> _Page excerpt_:
'''

What criteria need to be met?
What concerns or constraints need to be overcome?
What ‘needs’ have to be provided for?
Who needs to be involved?
What buying processes need to be created or followed?
Buyers need your help, advice, insights, and experience to solve their business problems and guidance on the buying process.
All of this information is needed to bridge where they are today (Current State) and where they need to be (Future State), something that Keenan masters in his latest book ‘Gap Selling’.
What they thought?
Whether it’s a win, lose or a no-decision outcome it’s too rare that seller companies take the time to understand why. They’re generally content to accept their own opinions on the outcome, so little or nothing is learnt.
Being buyer-centric means that you have to care about what the buyer team thought about your sales performance during the sales engagement. Without feedback how can you learn, how can you improve to meet the buyer’s needs in future opportunities?
It’s easy to puff your chests out and strut around like a dog with two dicks when you’ve won a deal believing and telling everyone it was down to your expert selling. Or blame storming when you’ve lost a deal with finger pointing at price or product as the cause of the loss. But that’s delusional and in most cases never true. And it might be hard to accept but, in some cases, deals are won despite the salesperson.
We need to understand what members of the prospect’s buyer team thought about how well we:
Understood and addressed their business problems and needs
Understood and addressed their priorities and constraints
Engaged with the wider buyer team
Provided subject matter expertise
Provided valuable insights and help
Guided and supported them in their buying processes
Delivered relevant and contextual proposals, presentations and demonstrations
This shouldn’t just be about getting feedback on how we perform as salespeople but also how important each element was to them. There’s no point being great at providing something that has no value to the individual recipient.
Whether you’ve won, lost or it ended in a no-decision seek to understand each scenario, not just from a single contact but from multiple contacts across the buyer team. The greater the breadth of feedback the better you can learn to become more buyer-centric.
We should not fear the buyer teams’ thoughts, we should welcome and embrace them. As author and management expert Ken Blanchard said ‘Feedback is the breakfast of champions’.
How they feel?
The third and final phase of being buyer-centric is how they feel.
You started by engaging with them to understand what they needed. Following your sales engagements, you learnt what they thought.
Once your sale has been completed, delivered, implemented or whatever final stage you have its time to understand how they feel.
The information you should seek should include:
Did you deliver what you they expected?
What was their experience like?
How did your team perform?

'''

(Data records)
'''

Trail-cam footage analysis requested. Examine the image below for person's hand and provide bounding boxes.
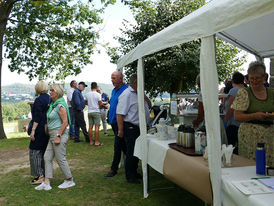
[118,130,124,138]
[54,136,61,145]
[266,112,274,120]
[30,130,35,142]
[254,112,271,120]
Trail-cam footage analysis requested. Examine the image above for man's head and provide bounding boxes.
[90,82,97,90]
[96,86,102,94]
[128,74,137,91]
[111,71,123,88]
[70,80,77,89]
[232,71,245,84]
[78,82,88,91]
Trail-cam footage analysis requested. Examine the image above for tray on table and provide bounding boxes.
[168,143,203,156]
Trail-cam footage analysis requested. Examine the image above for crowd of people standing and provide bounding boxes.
[29,71,151,190]
[29,59,274,190]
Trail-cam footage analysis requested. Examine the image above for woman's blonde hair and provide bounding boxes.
[247,61,266,75]
[50,84,64,98]
[35,80,49,94]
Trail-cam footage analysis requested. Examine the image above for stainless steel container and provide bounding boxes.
[177,132,194,148]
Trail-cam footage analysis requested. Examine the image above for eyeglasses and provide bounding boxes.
[248,77,263,81]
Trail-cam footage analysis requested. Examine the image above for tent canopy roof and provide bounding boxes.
[118,0,274,69]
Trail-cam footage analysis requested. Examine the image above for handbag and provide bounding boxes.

'''

Edit the buyer-centric selling text between "We should not" and "breakfast of champions’.", inclusive, so that "embrace" becomes "accept", and give that passage again.

We should not fear the buyer teams’ thoughts, we should welcome and accept them. As author and management expert Ken Blanchard said ‘Feedback is the breakfast of champions’.